▶ [Required actions]
• 1. Reproduce the portion of the ChatGPT vertical slice design that begins with the words containing "The slice is" and ends with "from the dashboard.", changing "Compose" to "Docker Compose".
• 2. Answer these questions using the ChatGPT vertical slice design:
(a) Which connector is the first to exercise the bridge?
(b) Which two environment variables does the operator export into the Compose environment?
(c) What does re-running the connector surface after the operator stops the host bridge?
• 3. Write the next part of the ChatGPT vertical slice design, picking up after its final sentence.

▶ [Selected excerpt]

----

First Vertical Slice

The first connector that exercises the bridge SHALL be ChatGPT (packages/polyfill-connectors/connectors/chatgpt).

ChatGPT is the right pick because:

  • It is already browser-backed via acquireIsolatedBrowser plus auto-login/chatgpt.ts.
  • Its login + 2FA + occasional Cloudflare path is the canonical case where "user sees a real browser" matters.
  • It carries no money-movement risk during validation (vs. USAA or Chase).
  • Its existing fixtures and runtime cover the data path, so the slice only swaps the browser-acquisition step.

Validation Flow

The slice is "user sees host browser, completes interaction, connector continues":

  1. Operator starts the host bridge on their machine. The bridge prints the token and the local endpoint.
  2. Operator exports PDPP_HOST_BROWSER_BRIDGE_URL and PDPP_HOST_BROWSER_BRIDGE_TOKEN into the Compose environment.
  3. Operator starts the Compose stack and triggers a ChatGPT connector run from the dashboard.
  4. The connector dials the bridge. A real Chrome window opens on the host against ~/.pdpp/profiles/chatgpt/.
  5. If the profile is fresh, the operator completes login + OTP in that window. The connector continues fetching.
  6. The run completes successfully. The dashboard timeline shows the host-browser-required step transition cleanly.
  7. Operator stops the host bridge. Re-running the connector surfaces host_browser_bridge_unavailable immediately with a copy-paste fix.

Smoke checks beyond the happy path:

  • Concurrent runs against two different profile names succeed.
  • Concurrent runs against the same profile name fail with a clear single-writer error, not a hang.
  • Restarting the bridge mid-run produces a clean failure rather than a zombie page.

Implementation Touchpoints

These belong to the implementation tranche after this design lands. Listed here so the next slice has a concrete starting point:

  • packages/polyfill-connectors/src/browser-launch.ts — add an acquireRemoteBrowser (or augment acquireIsolatedBrowser) that routes through the host bridge when PDPP_HOST_BROWSER_BRIDGE_URL is set.

----

▶ [Supplied entries]
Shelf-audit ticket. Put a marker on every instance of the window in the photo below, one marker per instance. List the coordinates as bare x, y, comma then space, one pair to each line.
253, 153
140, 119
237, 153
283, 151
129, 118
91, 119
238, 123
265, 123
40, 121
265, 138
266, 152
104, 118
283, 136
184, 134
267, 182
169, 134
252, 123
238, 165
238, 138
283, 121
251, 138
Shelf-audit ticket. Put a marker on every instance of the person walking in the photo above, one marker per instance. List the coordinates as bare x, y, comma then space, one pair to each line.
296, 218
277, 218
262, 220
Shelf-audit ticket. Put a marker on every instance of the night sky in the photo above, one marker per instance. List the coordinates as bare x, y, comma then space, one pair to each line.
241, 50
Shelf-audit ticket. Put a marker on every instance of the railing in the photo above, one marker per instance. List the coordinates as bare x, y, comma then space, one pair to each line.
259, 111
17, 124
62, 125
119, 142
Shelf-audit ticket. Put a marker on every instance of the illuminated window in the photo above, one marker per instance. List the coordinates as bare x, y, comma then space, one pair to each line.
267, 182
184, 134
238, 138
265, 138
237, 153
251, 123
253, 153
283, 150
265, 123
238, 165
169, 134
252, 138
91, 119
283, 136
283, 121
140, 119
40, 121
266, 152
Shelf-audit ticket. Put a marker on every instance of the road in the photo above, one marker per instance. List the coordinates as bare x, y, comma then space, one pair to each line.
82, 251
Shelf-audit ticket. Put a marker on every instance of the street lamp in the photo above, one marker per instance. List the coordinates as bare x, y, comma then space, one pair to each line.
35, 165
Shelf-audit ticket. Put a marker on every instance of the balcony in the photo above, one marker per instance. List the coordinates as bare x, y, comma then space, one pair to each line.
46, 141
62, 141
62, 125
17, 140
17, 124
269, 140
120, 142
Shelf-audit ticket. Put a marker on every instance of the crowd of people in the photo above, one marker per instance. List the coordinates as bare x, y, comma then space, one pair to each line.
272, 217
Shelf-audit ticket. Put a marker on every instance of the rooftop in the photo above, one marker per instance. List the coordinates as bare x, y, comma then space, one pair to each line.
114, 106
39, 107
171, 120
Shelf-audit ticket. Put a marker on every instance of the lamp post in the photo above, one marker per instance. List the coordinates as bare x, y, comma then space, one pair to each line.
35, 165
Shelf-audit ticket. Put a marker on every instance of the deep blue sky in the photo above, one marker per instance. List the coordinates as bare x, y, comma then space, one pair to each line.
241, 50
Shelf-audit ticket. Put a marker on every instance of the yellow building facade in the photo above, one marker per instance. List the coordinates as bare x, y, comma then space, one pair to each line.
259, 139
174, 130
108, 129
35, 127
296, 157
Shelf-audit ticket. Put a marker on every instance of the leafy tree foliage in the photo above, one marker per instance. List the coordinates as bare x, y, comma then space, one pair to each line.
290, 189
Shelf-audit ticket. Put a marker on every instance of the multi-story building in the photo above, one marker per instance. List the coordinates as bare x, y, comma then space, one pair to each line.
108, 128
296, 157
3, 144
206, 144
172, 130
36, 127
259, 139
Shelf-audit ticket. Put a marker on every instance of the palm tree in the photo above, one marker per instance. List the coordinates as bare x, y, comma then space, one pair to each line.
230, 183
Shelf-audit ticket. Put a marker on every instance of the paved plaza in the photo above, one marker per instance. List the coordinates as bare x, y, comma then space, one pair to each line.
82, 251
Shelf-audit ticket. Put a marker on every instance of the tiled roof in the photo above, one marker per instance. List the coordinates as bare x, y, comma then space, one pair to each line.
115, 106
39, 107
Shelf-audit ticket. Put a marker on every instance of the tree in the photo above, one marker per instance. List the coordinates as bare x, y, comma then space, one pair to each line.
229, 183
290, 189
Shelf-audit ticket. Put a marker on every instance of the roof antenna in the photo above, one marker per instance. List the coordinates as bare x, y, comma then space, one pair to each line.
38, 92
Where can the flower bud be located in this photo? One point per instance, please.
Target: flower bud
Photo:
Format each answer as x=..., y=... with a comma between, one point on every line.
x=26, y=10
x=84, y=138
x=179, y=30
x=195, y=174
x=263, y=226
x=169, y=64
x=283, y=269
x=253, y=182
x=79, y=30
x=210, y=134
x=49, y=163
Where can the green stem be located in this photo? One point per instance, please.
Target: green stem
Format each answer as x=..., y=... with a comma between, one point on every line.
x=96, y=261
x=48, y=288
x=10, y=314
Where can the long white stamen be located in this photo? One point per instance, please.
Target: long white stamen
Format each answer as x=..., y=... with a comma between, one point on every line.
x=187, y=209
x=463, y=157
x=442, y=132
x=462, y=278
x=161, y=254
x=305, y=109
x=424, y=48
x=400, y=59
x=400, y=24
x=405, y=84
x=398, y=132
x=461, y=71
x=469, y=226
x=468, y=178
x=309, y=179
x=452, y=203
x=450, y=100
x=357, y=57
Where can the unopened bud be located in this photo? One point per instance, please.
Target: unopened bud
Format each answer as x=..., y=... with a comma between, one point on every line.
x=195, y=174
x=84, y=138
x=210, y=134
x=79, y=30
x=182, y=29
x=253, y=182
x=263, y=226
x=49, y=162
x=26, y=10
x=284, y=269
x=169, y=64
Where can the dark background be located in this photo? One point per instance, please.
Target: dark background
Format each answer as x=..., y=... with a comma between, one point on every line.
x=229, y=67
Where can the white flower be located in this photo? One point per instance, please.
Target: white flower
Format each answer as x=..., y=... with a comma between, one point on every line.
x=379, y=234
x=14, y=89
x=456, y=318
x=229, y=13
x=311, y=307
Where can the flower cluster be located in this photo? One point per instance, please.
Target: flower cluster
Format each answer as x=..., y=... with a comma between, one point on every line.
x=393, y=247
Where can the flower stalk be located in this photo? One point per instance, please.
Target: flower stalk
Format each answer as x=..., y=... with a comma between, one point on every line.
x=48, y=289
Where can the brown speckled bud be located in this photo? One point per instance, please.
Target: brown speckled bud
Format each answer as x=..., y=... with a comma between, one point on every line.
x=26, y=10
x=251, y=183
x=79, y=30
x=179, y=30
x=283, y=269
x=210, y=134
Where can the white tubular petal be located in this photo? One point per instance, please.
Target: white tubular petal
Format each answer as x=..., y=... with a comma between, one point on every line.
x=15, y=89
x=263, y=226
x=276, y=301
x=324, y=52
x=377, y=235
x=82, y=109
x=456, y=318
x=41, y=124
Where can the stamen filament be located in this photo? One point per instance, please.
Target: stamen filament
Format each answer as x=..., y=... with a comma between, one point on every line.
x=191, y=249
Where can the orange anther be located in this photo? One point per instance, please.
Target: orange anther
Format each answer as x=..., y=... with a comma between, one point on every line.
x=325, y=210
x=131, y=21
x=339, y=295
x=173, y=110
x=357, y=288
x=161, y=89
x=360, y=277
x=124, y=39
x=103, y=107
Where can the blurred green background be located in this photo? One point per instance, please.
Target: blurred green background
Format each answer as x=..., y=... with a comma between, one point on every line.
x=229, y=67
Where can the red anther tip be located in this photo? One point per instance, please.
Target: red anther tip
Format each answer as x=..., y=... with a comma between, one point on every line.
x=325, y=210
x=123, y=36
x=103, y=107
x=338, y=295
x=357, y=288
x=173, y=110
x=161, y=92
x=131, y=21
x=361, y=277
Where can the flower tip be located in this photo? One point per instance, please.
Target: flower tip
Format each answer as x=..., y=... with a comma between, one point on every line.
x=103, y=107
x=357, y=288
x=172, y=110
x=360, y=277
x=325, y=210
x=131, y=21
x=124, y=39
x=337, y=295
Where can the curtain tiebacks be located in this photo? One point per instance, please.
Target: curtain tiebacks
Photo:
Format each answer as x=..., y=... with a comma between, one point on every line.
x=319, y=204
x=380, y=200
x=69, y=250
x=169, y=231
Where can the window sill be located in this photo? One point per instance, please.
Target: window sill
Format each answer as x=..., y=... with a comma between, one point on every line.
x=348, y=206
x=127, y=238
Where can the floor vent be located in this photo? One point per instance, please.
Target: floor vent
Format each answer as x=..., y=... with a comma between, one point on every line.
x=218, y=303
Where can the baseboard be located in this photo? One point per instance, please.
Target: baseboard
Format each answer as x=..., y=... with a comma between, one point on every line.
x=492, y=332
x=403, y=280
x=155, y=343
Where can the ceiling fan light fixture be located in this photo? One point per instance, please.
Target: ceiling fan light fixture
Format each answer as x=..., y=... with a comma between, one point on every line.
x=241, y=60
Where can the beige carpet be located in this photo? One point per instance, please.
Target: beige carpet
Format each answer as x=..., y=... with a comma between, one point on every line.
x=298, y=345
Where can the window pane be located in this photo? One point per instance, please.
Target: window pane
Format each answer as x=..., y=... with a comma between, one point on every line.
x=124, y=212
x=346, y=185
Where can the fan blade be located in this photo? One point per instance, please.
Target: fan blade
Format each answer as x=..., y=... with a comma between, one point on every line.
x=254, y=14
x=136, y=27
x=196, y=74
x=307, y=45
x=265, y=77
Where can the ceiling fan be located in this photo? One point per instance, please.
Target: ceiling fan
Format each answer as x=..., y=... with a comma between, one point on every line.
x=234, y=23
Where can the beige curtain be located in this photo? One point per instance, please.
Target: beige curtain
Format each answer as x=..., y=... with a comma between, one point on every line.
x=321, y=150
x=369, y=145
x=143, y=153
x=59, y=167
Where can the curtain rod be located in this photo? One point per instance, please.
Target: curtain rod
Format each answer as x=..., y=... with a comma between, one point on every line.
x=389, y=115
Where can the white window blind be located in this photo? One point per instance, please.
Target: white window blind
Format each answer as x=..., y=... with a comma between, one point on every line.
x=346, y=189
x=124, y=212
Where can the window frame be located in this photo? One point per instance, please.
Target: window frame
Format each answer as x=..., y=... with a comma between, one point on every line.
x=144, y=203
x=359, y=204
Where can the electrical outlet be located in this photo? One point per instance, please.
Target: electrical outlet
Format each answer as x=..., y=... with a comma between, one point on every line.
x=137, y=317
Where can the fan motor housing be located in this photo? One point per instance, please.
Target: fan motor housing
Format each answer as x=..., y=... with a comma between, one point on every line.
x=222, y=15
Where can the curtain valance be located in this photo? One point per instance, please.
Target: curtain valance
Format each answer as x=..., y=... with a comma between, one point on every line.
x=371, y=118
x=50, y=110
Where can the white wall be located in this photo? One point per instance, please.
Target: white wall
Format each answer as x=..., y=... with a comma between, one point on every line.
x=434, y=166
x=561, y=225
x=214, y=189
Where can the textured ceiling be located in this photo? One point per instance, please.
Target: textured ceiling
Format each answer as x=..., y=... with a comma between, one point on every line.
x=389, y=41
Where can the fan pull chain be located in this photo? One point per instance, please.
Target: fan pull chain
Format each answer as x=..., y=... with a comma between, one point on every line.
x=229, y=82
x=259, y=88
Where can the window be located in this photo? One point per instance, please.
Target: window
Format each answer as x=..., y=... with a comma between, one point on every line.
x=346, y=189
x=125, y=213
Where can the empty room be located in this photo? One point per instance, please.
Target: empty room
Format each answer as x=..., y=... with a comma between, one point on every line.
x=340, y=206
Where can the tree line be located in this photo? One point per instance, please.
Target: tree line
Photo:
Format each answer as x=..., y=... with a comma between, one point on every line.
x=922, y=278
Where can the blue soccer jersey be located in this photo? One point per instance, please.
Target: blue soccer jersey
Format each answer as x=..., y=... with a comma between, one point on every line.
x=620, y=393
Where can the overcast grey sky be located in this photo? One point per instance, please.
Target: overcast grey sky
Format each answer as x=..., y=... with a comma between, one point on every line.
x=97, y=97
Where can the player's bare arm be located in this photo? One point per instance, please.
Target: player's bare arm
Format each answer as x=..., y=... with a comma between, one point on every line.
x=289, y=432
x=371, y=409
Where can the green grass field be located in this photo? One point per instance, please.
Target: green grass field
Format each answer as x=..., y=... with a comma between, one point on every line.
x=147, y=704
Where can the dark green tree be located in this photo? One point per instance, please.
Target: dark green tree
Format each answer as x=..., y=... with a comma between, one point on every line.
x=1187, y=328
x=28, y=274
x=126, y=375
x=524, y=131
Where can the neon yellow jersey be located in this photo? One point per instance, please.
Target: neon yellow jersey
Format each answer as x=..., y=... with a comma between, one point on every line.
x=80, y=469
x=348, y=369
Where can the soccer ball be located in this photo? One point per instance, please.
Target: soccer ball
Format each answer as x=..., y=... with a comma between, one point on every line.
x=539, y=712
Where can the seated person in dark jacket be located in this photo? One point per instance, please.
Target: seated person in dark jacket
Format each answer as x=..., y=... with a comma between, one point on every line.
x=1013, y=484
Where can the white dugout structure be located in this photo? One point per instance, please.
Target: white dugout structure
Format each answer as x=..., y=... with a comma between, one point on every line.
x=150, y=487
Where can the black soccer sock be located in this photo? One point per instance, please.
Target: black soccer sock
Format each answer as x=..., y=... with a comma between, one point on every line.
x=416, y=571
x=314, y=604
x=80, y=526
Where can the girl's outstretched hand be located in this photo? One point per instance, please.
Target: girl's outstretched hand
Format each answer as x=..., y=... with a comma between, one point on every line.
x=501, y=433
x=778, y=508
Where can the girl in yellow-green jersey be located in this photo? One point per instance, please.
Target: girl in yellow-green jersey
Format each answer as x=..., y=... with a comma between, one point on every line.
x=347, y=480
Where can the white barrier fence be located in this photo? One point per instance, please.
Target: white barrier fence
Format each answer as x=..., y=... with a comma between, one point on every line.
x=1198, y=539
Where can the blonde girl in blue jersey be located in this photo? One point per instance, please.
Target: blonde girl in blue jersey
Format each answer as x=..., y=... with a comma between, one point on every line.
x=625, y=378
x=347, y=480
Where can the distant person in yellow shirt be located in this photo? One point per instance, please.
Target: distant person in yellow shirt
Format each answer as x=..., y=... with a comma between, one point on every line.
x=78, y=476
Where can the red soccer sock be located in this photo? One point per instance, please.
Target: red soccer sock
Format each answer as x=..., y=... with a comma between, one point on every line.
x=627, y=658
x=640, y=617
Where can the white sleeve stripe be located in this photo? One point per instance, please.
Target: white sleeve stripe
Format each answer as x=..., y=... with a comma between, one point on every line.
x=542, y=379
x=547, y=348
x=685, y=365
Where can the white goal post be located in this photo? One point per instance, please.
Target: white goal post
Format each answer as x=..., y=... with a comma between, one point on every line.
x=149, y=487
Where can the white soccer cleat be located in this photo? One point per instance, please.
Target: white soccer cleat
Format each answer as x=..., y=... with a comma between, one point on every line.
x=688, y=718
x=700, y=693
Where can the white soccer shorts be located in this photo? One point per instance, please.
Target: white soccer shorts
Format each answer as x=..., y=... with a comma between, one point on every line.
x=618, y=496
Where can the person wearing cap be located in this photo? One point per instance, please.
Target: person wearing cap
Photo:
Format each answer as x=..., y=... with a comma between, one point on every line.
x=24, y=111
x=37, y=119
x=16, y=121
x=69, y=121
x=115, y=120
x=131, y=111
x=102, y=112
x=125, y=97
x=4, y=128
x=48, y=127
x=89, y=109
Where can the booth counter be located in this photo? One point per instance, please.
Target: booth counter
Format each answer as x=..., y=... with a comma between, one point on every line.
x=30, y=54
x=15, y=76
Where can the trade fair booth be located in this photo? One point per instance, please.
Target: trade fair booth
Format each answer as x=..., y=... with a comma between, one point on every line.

----

▶ [Responses to the exercise]
• 1.
The slice is "user sees host browser, completes interaction, connector continues":

  1. Operator starts the host bridge on their machine. The bridge prints the token and the local endpoint.
  2. Operator exports PDPP_HOST_BROWSER_BRIDGE_URL and PDPP_HOST_BROWSER_BRIDGE_TOKEN into the Docker Compose environment.
  3. Operator starts the Docker Compose stack and triggers a ChatGPT connector run from the dashboard.

• 2.
(a) ChatGPT (packages/polyfill-connectors/connectors/chatgpt).
(b) PDPP_HOST_BROWSER_BRIDGE_URL and PDPP_HOST_BROWSER_BRIDGE_TOKEN.
(c) host_browser_bridge_unavailable, shown immediately with a copy-paste fix.

• 3.
  • reference-implementation/runtime/controller.ts — recognize the typed host_browser_bridge_unavailable failure and surface it cleanly. Recognize kind=host_browser_required interactions.
  • New host-bridge entry point — small Node CLI that wraps Patchright's launchPersistentContext with a token-gated WS handoff.
  • docker-compose.yml / docker-compose.dev.yml — document extra_hosts and the bridge env vars; do not auto-start the bridge.
  • /dashboard/runs/:runId — copy and a distinct visual state for host_browser_required and host_browser_bridge_unavailable.

Non-Goals

  • No noVNC/Xvfb sidecar in this tranche.
  • No WebRTC/browser streaming in this tranche.
  • No managed browser provider default.
  • No use of the owner's daily Chrome profile by default.
  • No full connector-worker protocol unless host browser control is shown to be too brittle on multiple platforms.

Acceptance Checks

  • The design chooses between host Patchright server and host Chrome-over-CDP as the recommended first implementation. (Chosen: host Patchright persistent-context bridge.)
  • The setup path is understandable for local Docker Compose users. (Bridge env vars and host.docker.internal documented above.)
  • Security review covers profile isolation, control-channel binding, explicit opt-in, and daily-profile risks.
  • The implementation plan names the smallest vertical slice and one browser-backed connector to test. (ChatGPT.)